**What is needed:**
What you return should be each line of the data containing the string "plastic".
==============================
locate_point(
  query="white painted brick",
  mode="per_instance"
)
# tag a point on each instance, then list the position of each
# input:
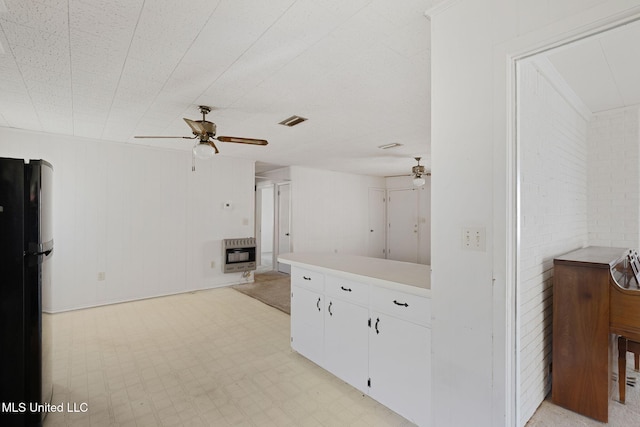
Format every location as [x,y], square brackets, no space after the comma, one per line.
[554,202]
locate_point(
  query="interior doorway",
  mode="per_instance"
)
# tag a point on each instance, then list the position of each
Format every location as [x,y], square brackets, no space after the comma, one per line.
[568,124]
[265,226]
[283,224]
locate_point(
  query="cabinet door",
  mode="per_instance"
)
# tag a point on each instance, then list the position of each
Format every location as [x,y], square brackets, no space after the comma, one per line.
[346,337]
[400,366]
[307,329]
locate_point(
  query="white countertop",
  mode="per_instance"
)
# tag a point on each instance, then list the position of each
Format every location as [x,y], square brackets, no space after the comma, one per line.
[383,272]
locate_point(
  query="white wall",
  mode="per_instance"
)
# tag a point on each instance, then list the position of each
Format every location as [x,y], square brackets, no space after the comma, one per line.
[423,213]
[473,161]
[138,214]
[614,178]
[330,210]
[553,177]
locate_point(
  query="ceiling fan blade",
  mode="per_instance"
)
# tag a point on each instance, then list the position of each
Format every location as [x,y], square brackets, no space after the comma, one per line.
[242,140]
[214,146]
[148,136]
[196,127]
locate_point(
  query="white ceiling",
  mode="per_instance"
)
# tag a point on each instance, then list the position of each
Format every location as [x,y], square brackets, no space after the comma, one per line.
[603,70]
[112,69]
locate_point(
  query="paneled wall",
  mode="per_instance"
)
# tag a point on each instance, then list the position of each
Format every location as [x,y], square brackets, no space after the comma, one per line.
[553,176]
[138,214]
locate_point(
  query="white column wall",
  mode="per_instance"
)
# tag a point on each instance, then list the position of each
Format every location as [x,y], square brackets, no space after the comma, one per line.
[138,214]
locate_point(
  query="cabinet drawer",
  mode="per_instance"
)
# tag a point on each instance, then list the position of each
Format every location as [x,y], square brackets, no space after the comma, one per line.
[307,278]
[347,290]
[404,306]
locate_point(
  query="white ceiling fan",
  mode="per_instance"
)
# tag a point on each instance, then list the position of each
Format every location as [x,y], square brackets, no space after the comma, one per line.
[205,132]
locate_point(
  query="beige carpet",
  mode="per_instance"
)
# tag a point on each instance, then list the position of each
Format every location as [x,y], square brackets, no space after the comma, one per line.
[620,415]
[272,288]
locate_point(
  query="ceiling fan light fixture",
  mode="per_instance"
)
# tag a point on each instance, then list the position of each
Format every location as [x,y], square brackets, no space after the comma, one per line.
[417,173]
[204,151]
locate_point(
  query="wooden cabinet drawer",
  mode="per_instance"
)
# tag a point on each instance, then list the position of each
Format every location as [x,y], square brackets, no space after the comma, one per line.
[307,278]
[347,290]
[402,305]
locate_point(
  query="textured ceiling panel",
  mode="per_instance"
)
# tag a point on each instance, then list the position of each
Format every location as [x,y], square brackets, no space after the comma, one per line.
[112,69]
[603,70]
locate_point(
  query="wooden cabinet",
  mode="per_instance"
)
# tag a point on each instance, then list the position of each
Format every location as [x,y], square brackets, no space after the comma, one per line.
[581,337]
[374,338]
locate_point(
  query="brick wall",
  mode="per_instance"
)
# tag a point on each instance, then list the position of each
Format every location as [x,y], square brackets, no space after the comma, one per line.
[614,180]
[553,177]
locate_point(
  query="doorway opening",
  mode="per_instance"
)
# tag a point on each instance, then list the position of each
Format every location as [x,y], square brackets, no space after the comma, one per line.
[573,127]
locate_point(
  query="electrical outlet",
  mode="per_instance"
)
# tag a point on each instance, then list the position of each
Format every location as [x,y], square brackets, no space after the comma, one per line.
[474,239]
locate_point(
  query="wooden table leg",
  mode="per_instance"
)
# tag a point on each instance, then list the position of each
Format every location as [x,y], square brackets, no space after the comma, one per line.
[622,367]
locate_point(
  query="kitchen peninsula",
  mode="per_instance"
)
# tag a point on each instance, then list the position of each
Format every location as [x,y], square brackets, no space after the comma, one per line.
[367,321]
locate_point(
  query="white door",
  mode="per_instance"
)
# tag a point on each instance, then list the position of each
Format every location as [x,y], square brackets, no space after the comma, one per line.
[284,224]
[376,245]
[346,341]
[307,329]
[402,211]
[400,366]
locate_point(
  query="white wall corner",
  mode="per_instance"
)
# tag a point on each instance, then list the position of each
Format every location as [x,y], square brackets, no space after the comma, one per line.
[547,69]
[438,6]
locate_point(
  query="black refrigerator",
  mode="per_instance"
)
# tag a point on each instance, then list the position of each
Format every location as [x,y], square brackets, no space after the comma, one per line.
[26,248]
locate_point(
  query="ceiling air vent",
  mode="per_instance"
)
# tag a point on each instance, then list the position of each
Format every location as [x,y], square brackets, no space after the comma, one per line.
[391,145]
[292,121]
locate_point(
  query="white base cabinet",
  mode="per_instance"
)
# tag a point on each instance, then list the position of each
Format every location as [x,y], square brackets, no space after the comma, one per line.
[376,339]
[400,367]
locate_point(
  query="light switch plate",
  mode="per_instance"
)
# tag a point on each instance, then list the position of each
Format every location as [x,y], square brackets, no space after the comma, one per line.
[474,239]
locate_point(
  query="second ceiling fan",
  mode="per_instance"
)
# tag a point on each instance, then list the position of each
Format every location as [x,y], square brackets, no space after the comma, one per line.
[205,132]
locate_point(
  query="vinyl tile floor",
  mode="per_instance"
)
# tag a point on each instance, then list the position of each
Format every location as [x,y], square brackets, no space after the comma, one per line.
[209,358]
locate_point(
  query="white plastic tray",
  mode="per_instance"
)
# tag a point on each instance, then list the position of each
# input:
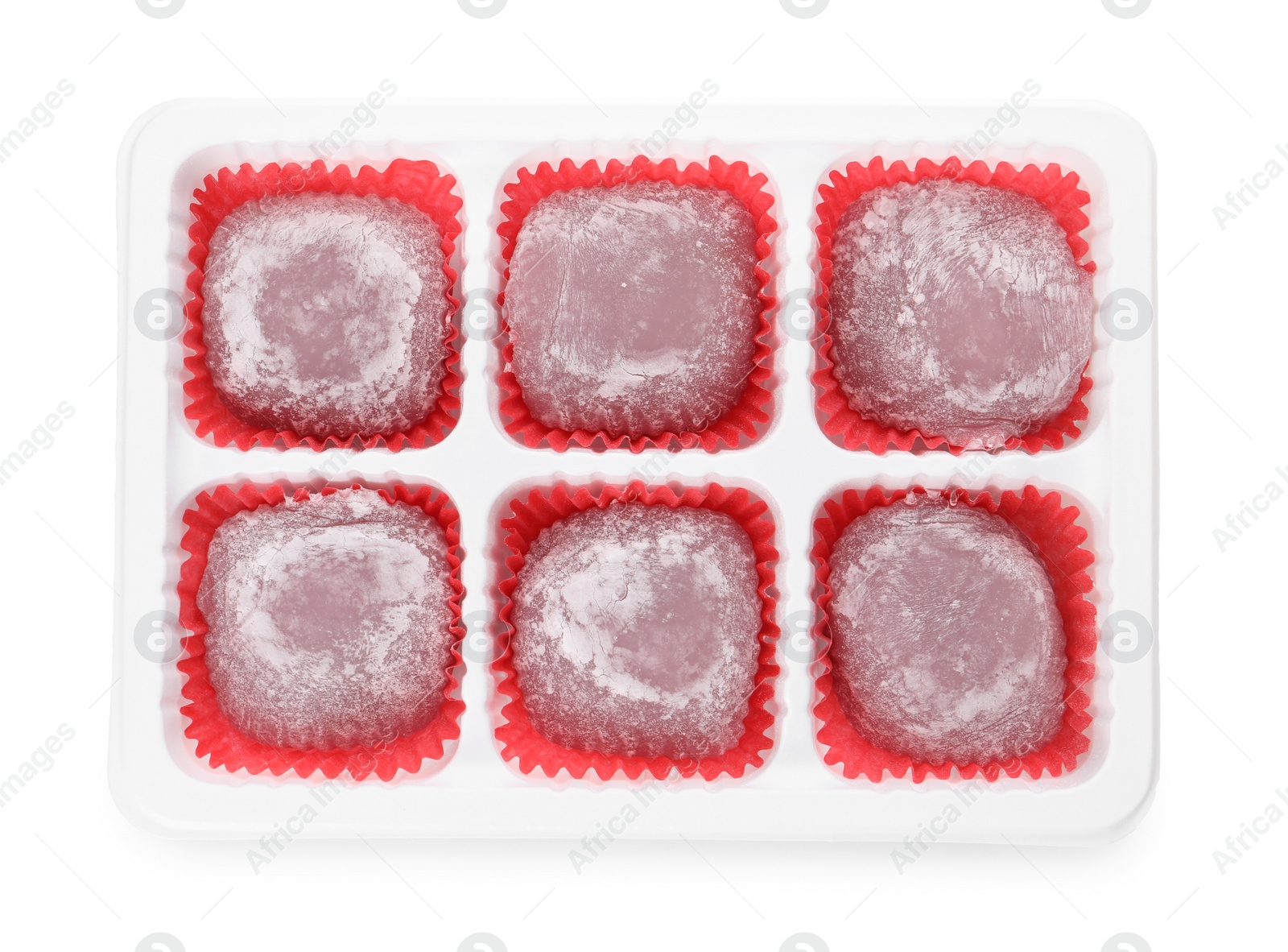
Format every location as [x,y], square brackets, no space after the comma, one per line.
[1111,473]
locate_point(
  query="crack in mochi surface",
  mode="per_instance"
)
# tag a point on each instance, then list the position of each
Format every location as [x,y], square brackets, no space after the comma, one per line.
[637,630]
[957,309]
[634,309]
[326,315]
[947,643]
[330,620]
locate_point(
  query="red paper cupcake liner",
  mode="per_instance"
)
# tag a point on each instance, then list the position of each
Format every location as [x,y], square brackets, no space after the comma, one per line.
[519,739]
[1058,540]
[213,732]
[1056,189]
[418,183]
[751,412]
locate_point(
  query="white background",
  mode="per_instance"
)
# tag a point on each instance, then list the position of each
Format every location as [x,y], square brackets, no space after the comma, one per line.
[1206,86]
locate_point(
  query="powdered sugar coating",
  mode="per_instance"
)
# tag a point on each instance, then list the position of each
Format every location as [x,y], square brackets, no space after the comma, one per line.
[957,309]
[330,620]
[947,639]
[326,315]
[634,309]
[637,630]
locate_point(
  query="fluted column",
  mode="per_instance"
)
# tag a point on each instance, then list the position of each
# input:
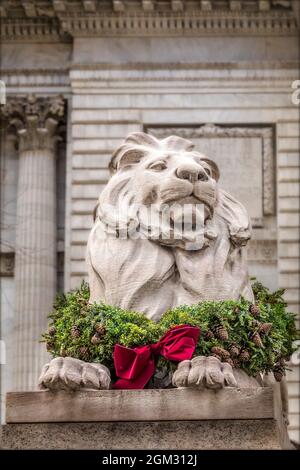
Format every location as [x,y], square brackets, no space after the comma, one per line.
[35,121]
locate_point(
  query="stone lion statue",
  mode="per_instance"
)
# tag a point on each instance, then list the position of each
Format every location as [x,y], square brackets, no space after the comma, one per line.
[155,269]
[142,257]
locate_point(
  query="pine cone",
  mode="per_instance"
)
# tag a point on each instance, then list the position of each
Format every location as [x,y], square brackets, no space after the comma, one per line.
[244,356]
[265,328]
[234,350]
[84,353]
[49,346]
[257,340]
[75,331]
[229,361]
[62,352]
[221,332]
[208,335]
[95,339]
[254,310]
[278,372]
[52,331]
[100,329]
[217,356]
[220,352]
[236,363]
==============================
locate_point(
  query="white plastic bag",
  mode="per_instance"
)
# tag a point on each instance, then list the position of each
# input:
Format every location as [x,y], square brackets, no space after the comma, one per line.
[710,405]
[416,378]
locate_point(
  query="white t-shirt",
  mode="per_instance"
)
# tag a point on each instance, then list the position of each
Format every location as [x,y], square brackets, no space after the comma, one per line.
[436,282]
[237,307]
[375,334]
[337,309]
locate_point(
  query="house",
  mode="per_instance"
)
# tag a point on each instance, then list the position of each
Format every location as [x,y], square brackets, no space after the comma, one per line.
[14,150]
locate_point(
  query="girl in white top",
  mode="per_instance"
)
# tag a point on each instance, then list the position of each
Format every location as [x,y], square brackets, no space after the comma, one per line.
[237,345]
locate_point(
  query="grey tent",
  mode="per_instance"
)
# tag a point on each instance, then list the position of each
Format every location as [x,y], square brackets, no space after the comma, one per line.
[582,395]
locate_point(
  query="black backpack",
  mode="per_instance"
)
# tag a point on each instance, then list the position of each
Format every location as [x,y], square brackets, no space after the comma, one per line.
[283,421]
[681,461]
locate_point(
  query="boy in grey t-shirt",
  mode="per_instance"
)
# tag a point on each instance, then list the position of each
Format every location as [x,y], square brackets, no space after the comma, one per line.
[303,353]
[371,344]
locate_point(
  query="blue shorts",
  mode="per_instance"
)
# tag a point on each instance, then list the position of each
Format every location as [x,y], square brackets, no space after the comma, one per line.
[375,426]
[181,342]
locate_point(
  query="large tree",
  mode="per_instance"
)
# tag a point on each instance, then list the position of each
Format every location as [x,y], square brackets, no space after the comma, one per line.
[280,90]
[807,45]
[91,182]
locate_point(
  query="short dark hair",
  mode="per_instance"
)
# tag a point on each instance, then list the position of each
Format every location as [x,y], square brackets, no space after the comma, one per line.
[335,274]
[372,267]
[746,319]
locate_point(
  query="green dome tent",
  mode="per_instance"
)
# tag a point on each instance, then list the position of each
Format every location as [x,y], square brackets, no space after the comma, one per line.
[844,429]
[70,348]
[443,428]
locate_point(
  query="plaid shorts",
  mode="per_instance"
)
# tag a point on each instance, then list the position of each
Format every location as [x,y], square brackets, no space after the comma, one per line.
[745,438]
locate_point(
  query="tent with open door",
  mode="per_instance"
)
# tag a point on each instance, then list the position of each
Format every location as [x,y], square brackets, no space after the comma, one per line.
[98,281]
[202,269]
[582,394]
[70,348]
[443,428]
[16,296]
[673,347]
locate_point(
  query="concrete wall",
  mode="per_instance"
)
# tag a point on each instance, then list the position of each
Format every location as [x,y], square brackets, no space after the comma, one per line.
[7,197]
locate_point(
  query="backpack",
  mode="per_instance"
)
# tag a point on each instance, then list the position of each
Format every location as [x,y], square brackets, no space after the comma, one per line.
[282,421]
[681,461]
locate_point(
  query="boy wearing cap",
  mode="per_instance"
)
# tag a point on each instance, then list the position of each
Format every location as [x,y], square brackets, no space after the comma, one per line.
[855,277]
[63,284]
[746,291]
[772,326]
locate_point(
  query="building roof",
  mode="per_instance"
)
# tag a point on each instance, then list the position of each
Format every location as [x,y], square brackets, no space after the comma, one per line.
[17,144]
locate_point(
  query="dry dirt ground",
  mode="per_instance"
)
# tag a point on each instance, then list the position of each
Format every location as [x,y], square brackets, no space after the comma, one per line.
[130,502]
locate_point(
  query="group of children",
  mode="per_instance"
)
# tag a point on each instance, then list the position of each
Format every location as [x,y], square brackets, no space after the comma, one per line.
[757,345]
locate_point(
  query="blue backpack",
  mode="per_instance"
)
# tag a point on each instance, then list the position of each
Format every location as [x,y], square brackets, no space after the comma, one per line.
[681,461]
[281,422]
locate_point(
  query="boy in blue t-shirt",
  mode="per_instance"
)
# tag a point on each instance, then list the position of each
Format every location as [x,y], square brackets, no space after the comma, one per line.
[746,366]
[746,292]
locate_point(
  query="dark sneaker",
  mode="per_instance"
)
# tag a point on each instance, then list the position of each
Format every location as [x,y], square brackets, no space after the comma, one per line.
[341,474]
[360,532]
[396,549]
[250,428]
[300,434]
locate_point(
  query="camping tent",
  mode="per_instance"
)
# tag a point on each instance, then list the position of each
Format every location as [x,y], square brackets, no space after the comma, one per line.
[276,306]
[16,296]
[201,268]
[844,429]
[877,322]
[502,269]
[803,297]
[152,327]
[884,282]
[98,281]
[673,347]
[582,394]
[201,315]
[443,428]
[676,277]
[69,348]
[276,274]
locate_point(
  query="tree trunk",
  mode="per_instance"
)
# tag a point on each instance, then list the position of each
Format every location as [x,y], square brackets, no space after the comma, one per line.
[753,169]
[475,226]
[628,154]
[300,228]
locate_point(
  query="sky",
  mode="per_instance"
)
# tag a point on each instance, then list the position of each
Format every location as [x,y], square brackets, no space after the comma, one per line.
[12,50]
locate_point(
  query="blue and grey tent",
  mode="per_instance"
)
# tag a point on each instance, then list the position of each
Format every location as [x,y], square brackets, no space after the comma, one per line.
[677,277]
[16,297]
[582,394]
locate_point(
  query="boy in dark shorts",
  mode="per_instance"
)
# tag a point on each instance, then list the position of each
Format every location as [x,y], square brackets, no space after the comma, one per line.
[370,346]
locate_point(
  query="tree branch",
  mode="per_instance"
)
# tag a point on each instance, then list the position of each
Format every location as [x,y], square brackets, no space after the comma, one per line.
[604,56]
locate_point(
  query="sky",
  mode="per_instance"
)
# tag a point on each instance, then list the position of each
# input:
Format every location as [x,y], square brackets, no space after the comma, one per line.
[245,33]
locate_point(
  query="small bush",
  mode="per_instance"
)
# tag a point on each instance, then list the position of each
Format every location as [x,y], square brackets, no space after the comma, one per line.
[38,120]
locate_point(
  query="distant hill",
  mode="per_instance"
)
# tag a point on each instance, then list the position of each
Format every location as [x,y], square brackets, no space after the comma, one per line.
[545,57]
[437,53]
==============================
**Exercise solution:**
  query="white plastic tray",
  query="white plastic bag",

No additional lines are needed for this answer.